__Task item__.
Output exactly those lines of the data that lie between the line containing "Every instance of the wide-brim" and the final line, both ends counted.

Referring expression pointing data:
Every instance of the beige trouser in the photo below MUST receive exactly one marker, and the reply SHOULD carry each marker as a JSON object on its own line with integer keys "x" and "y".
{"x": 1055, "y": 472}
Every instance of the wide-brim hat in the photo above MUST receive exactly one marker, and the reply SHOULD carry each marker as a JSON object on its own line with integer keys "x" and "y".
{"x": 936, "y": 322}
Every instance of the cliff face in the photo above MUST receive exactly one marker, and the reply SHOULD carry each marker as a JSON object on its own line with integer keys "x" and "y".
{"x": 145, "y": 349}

__Exercise result__.
Every instance of the wide-brim hat in the photo above MUST receive exactly one marker, and the reply SHOULD carry each marker as a JSON object on its own line with integer keys "x" and "y".
{"x": 936, "y": 322}
Every instance of the cliff face in the photo above MUST receive exactly one marker, and the reply SHOULD carry each marker as a JSON object on its own line with integer keys "x" and "y".
{"x": 145, "y": 349}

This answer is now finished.